- [Task goal]:
An exact transcript of the records is what this task asks for.

++++ Dataset extract ++++

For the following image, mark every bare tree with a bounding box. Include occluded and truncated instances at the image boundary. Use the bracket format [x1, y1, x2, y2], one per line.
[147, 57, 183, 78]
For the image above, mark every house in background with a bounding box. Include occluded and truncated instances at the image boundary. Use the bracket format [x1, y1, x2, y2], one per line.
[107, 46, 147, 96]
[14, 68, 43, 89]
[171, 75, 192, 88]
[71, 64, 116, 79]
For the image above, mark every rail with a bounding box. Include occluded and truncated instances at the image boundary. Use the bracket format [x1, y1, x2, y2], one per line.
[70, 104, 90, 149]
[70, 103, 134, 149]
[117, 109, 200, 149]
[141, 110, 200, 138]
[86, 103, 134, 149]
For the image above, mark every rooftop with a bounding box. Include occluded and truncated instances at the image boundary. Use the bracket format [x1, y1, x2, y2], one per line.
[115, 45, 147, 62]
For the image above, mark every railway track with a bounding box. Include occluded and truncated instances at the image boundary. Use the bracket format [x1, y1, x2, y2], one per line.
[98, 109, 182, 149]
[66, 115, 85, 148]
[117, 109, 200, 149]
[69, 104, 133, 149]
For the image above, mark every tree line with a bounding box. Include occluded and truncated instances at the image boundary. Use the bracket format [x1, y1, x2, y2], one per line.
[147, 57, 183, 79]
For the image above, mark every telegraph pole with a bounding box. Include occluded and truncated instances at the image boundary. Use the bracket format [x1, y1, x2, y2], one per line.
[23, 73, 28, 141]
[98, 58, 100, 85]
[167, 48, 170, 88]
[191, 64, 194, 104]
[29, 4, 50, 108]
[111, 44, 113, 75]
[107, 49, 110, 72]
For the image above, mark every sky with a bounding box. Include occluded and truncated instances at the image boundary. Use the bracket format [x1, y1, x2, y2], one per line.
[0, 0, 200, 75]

++++

- [Your response]:
For the following image, mark every bare tree with a bounding box. Include occluded and truncated instances at the image boundary. Use the bracket format [x1, y1, x2, y2], one per line.
[147, 57, 183, 78]
For the image above, mark every house in background with a bounding box. Include occluded and truncated instances at the image boundary. Use the bracket format [x1, y1, x2, y2], one per line.
[107, 46, 147, 96]
[14, 68, 43, 89]
[171, 75, 192, 88]
[71, 64, 116, 79]
For the image above, mark every rail with a bounding box. Include occluded and truncated instances at the image boundary. Use the bracket format [x1, y1, x2, y2], one per line.
[70, 104, 90, 149]
[70, 103, 134, 149]
[117, 109, 200, 149]
[141, 110, 200, 138]
[86, 103, 134, 149]
For the image above, mark every rooftop with a bounding box. Include occluded and truncated instances at the image boundary. Use the bracket format [x1, y1, x2, y2], one per line.
[115, 45, 147, 62]
For the image above, mark every railway track with a bounding box. Include occluded and truncated instances at the image boundary. Use the bracket format [x1, y1, x2, y2], one per line.
[98, 109, 182, 149]
[66, 115, 85, 148]
[117, 109, 200, 149]
[69, 104, 133, 149]
For the image above, mark every tree line with a bounding box. Include occluded and truncated instances at the image boundary. Use the bracket format [x1, y1, x2, y2], one per line.
[147, 57, 183, 79]
For the image above, mark every telegraph pole with a bounding box. Include occluded and truncated instances at the image boundary. Use the bracket format [x1, y1, x2, y2], one per line.
[23, 73, 28, 141]
[98, 58, 100, 85]
[167, 48, 170, 88]
[191, 64, 194, 104]
[29, 4, 50, 108]
[111, 44, 113, 75]
[107, 49, 110, 72]
For the image above, mark every sky with a bounding box. Include occluded and truncated instances at the image boundary. Use the bracket format [x1, y1, x2, y2], one per line.
[0, 0, 200, 75]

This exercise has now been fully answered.